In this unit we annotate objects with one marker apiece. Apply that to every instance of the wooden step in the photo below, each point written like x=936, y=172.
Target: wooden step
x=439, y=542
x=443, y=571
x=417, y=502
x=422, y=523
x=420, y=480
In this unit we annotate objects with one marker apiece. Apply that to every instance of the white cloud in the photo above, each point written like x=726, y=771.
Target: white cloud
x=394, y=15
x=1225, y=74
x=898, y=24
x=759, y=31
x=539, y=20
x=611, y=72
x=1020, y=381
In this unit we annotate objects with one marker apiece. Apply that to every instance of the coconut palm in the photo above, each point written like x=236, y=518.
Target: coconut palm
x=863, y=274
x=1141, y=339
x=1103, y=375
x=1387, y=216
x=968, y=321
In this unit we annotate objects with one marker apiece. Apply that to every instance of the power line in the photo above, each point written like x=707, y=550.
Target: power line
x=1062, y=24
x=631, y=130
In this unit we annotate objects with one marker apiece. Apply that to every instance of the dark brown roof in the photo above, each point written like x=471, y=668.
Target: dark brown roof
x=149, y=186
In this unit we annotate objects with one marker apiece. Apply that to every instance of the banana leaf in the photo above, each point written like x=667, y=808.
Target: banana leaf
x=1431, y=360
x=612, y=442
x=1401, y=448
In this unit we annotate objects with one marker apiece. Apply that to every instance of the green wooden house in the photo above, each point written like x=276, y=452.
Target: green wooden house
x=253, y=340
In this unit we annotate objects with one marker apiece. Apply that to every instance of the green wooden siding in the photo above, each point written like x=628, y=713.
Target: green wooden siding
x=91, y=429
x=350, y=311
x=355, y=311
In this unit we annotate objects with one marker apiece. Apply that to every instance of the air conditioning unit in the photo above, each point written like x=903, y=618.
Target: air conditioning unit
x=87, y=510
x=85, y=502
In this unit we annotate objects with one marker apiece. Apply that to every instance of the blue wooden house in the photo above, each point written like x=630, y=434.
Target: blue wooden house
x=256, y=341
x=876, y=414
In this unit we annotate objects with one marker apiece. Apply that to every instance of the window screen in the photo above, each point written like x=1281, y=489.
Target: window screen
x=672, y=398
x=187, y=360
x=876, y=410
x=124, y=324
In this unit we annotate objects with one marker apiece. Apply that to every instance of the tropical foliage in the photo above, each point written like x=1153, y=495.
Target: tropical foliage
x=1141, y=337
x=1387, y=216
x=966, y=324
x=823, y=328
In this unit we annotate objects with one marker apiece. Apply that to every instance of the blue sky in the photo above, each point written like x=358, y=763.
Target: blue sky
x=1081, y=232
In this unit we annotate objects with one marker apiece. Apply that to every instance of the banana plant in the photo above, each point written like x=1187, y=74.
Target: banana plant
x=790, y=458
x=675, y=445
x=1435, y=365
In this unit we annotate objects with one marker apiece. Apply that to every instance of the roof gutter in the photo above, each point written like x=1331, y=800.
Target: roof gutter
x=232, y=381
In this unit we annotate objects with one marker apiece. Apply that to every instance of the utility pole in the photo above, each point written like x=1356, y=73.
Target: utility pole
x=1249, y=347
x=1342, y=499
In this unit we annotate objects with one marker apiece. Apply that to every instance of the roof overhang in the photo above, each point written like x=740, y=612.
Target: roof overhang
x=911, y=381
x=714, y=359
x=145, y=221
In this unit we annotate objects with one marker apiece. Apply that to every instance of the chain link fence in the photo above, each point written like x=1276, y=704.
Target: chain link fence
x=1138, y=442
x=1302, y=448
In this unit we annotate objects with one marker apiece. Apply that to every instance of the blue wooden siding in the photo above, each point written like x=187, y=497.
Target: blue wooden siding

- [TASK] Retype the lines above without alteration, beginning with the very first line and ending with the line that contains "x=420, y=480", both included.

- [TASK RESPONSE]
In this unit we annotate objects with one marker apiece. Apply that to every instance of the wooden step in the photo below, each point written like x=936, y=172.
Target: wooden step
x=439, y=542
x=443, y=571
x=417, y=502
x=422, y=523
x=420, y=480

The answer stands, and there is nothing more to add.